EXTRACTED INFORMATION
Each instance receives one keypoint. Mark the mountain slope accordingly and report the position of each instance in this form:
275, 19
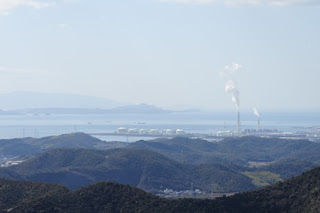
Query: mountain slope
299, 194
141, 168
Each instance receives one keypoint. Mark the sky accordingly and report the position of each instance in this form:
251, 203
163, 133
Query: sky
169, 53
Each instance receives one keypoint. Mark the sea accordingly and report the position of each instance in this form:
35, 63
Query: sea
42, 125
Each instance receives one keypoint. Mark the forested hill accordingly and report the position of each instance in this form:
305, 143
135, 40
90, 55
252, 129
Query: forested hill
299, 194
142, 168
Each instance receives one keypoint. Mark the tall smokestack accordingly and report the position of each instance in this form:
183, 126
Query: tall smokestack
239, 124
256, 113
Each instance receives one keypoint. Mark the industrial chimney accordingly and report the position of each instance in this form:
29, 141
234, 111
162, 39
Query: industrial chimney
239, 124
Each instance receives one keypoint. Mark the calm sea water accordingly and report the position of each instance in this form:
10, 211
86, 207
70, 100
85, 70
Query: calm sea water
16, 126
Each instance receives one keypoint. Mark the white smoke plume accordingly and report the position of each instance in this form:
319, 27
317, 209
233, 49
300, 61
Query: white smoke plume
231, 86
256, 112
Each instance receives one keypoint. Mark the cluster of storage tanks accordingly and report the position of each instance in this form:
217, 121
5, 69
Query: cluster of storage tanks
123, 130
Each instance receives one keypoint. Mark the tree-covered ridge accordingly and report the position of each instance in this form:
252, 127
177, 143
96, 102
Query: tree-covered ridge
299, 194
142, 168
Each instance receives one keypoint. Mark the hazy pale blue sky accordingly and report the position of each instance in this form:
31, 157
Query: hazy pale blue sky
167, 53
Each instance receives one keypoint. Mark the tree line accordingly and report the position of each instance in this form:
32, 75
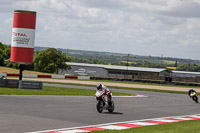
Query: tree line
49, 60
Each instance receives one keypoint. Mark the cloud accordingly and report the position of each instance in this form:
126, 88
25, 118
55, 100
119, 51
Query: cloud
145, 27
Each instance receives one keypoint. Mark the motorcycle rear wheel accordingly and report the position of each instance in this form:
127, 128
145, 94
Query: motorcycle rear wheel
100, 106
111, 109
195, 98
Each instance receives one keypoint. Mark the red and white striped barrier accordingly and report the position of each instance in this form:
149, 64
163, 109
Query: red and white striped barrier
23, 36
123, 125
45, 76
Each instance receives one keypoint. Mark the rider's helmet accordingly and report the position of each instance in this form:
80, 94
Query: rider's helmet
99, 87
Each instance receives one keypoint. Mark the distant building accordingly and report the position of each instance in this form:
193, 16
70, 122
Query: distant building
99, 70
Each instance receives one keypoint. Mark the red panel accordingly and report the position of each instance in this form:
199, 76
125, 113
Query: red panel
129, 125
174, 119
44, 76
13, 75
20, 54
93, 129
71, 77
24, 20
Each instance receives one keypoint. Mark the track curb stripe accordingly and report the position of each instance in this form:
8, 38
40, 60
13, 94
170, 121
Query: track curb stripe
124, 125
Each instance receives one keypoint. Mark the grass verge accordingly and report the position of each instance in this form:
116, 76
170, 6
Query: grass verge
47, 90
191, 126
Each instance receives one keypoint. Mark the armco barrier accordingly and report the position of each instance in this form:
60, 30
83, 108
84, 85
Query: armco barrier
30, 85
47, 76
17, 75
83, 77
29, 76
10, 83
58, 76
71, 77
44, 76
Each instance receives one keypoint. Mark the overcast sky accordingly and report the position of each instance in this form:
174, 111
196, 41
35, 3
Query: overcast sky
140, 27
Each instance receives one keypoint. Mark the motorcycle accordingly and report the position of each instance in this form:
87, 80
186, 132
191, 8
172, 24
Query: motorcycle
194, 97
101, 104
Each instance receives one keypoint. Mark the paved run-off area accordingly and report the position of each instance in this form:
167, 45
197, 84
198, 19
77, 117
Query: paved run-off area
113, 84
36, 113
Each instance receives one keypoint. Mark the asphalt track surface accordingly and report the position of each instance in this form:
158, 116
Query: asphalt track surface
20, 114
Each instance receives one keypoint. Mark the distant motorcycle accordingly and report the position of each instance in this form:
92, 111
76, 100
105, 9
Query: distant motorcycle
194, 97
101, 104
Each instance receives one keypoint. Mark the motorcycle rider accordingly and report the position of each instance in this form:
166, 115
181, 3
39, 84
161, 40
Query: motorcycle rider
106, 95
191, 91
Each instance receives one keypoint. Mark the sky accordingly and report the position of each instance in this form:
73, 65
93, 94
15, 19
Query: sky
169, 28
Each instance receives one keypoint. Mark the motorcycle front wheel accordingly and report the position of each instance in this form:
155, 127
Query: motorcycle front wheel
112, 107
100, 106
195, 98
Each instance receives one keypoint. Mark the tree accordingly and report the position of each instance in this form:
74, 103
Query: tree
50, 60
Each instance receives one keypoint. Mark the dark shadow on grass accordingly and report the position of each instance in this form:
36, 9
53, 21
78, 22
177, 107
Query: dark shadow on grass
114, 113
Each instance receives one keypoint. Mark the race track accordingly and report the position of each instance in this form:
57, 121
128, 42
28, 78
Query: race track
35, 113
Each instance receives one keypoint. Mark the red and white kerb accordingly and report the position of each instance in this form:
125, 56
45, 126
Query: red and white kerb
23, 37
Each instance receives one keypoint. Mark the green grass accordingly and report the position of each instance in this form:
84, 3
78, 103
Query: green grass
125, 88
192, 126
47, 90
141, 83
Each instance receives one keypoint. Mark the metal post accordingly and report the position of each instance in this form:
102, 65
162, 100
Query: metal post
127, 65
21, 68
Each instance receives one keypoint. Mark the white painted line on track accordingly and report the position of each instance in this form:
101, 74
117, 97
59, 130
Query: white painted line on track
110, 126
143, 123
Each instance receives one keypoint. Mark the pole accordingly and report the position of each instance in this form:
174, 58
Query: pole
21, 69
127, 65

OBJECTIVE
Turn the whole listing above into a numbered list, one item per line, with blank lines and pictures left out.

REPLY TO THE TASK
1. Each instance receives one keypoint. Mark the mountain slope accordingly and report the position of each instance in this form:
2. 275, 19
3. Query: mountain slope
4. 299, 194
5. 141, 168
6. Each instance receives one keypoint. Mark the sky accordingly and report the position of each instance in this form:
7. 251, 203
8. 163, 133
9. Query: sky
10. 169, 53
11. Each instance receives one keypoint. Mark the sea accordingly and report the position of each instance in this form:
12. 35, 63
13. Query: sea
14. 42, 125
15. Each instance receives one keypoint. Mark the forested hill accordingly and report the position of each instance in this form:
16. 305, 143
17. 135, 40
18. 90, 55
19. 252, 129
20. Query: forested hill
21. 299, 194
22. 142, 168
23. Each instance receives one keypoint. Mark the tall smokestack accordingly and report the position of each instance in this form:
24. 183, 126
25. Query: tall smokestack
26. 239, 124
27. 256, 113
28. Each instance receives one keypoint. Mark the industrial chimney accordingly and report the position of each instance in this form:
29. 29, 141
30. 234, 111
31. 162, 39
32. Query: industrial chimney
33. 239, 124
34. Each instance receives one keypoint. Mark the calm sea water accordingly and report the position of each instance in this form:
35. 10, 211
36. 86, 207
37. 70, 100
38. 85, 70
39. Query: calm sea water
40. 16, 126
41. Each instance receives one keypoint. Mark the white smoke plume accordingly and report the position of each instance in this form:
42. 319, 27
43. 317, 209
44. 233, 49
45. 300, 61
46. Query: white smoke plume
47. 231, 86
48. 256, 112
49. Each instance receives one keypoint. Mark the cluster of storage tanks accordingly and report the position of each instance in this form:
50. 217, 121
51. 5, 69
52. Query: cluster of storage tanks
53. 123, 130
54. Each instance receives one keypoint. Mark the tree-covered ridge accordingly and report the position of each instance in this form:
55. 252, 127
56. 177, 143
57. 96, 102
58. Query: tree-covered ridge
59. 299, 194
60. 142, 168
61. Each instance receives one keypoint. Mark the hazy pale blue sky accordingly and report the position of each instance in this form:
62. 31, 157
63. Query: hazy pale blue sky
64. 167, 53
65. Each instance receives one keypoint. Mark the tree line accordingly and report the position of each instance in this form:
66. 32, 75
67. Query: tree line
68. 49, 60
69. Each instance receives one keypoint. Mark the cloud accordingly and report the position of each instance in this form:
70. 126, 88
71. 25, 118
72. 55, 100
73. 119, 51
74. Query: cloud
75. 145, 27
76. Each instance receives one keypoint. Mark the motorcycle rear wheel accordingly and report the position of each instance in this form:
77. 127, 128
78. 145, 94
79. Query: motorcycle rear wheel
80. 100, 106
81. 111, 109
82. 195, 98
83. Each instance receives one keypoint. Mark the red and white striped barrier accordingly and report the position of each instance in this form:
84. 149, 64
85. 163, 109
86. Query: red and white striped barrier
87. 23, 36
88. 123, 125
89. 45, 76
90. Each instance receives one keypoint. Mark the rider's helmet accordingly and report the position of each instance in this form:
91. 80, 94
92. Query: rider's helmet
93. 99, 87
94. Each instance receives one keypoint. Mark the distant building accordingly and report the position of each instance in this form:
95. 193, 16
96. 70, 122
97. Query: distant building
98. 99, 70
99. Each instance receives one keypoint. Mark the red panel accordingly and report the position of each instance in this form:
100. 199, 76
101. 125, 113
102. Query: red panel
103. 129, 125
104. 174, 119
105. 44, 76
106. 13, 75
107. 20, 54
108. 93, 129
109. 71, 77
110. 24, 20
111. Each instance receives one keypoint. Mark the track curb stripe accordingly and report the position of each instance in this form:
112. 8, 38
113. 40, 60
114. 13, 94
115. 170, 121
116. Query: track curb stripe
117. 124, 125
118. Each instance receives one keypoint. Mark the grass verge accordingly and report the position of each instance in this form:
119. 116, 76
120. 170, 6
121. Query: grass verge
122. 47, 90
123. 191, 126
124. Each instance receives one keypoint. Mark the armco barrier accordingly and report the position of each instance in this form:
125. 60, 30
126. 83, 108
127. 84, 85
128. Query: armco barrier
129. 30, 85
130. 47, 76
131. 17, 75
132. 83, 77
133. 29, 76
134. 10, 83
135. 58, 76
136. 71, 77
137. 44, 76
138. Each instance receives one keypoint. Mark the overcast sky accordingly and report the position of each instance in this form:
139. 174, 111
140. 196, 41
141. 35, 3
142. Query: overcast sky
143. 140, 27
144. Each instance receives one keypoint. Mark the motorcycle accordingly and report the position of each instance in this form:
145. 87, 80
146. 186, 132
147. 191, 8
148. 172, 24
149. Query: motorcycle
150. 194, 97
151. 101, 104
152. Each instance receives one keypoint. Mark the paved run-off area accordingly and report the position of each instance in this form:
153. 167, 45
154. 197, 84
155. 198, 19
156. 77, 117
157. Query: paved run-off area
158. 113, 84
159. 36, 113
160. Each instance receives one keypoint. Mark the asphalt track surface accordingly and report the position of each instance in this form:
161. 158, 116
162. Query: asphalt track surface
163. 20, 114
164. Each instance receives one keypoint. Mark the distant motorcycle accordingly and report the position of each instance in this form:
165. 92, 111
166. 76, 100
167. 105, 9
168. Query: distant motorcycle
169. 194, 97
170. 101, 104
171. Each instance receives one keypoint. Mark the motorcycle rider accordingly and report the position of each instance in this form:
172. 166, 115
173. 181, 3
174. 39, 84
175. 161, 40
176. Query: motorcycle rider
177. 106, 95
178. 191, 91
179. Each instance receives one keypoint. Mark the sky accordingly and report the position of each instance in this form:
180. 73, 65
181. 93, 94
182. 15, 19
183. Query: sky
184. 169, 28
185. Each instance receives one keypoint. Mark the motorcycle front wheel accordingly and report the position of each instance in this form:
186. 155, 127
187. Query: motorcycle front wheel
188. 112, 107
189. 100, 106
190. 195, 98
191. Each instance receives one keypoint. Mark the tree accordingly and report the position of each instance in this form:
192. 74, 103
193. Query: tree
194. 50, 60
195. Each instance receives one keypoint. Mark the dark shadow on grass accordingly and report the position of each instance in this form:
196. 36, 9
197. 53, 21
198. 78, 22
199. 177, 107
200. Query: dark shadow on grass
201. 114, 113
202. Each instance receives one keypoint. Mark the race track accordingly and report the position of each instance in this form:
203. 57, 121
204. 128, 42
205. 28, 78
206. Query: race track
207. 35, 113
208. Each instance receives one keypoint. Mark the red and white kerb accordingly and report the position of each instance in this form:
209. 125, 56
210. 45, 126
211. Query: red and white kerb
212. 23, 37
213. Each instance receives one keypoint. Mark the green grass accordingly and report the position of each instance in this form:
214. 84, 3
215. 78, 103
216. Query: green grass
217. 125, 88
218. 192, 126
219. 47, 90
220. 141, 83
221. Each instance receives one keypoint. Mark the metal post accordingly and report the position of each instance in this form:
222. 102, 65
223. 162, 100
224. Query: metal post
225. 127, 65
226. 21, 68
227. Each instance receives one keypoint. Mark the white painted line on track accordingly and report the position of each instance in this form:
228. 101, 74
229. 117, 97
230. 59, 130
231. Query: white painted line on track
232. 110, 126
233. 143, 123
234. Each instance receives one keypoint. Mark the pole accordingly and report the position of each instance in this form:
235. 174, 58
236. Query: pole
237. 21, 69
238. 127, 65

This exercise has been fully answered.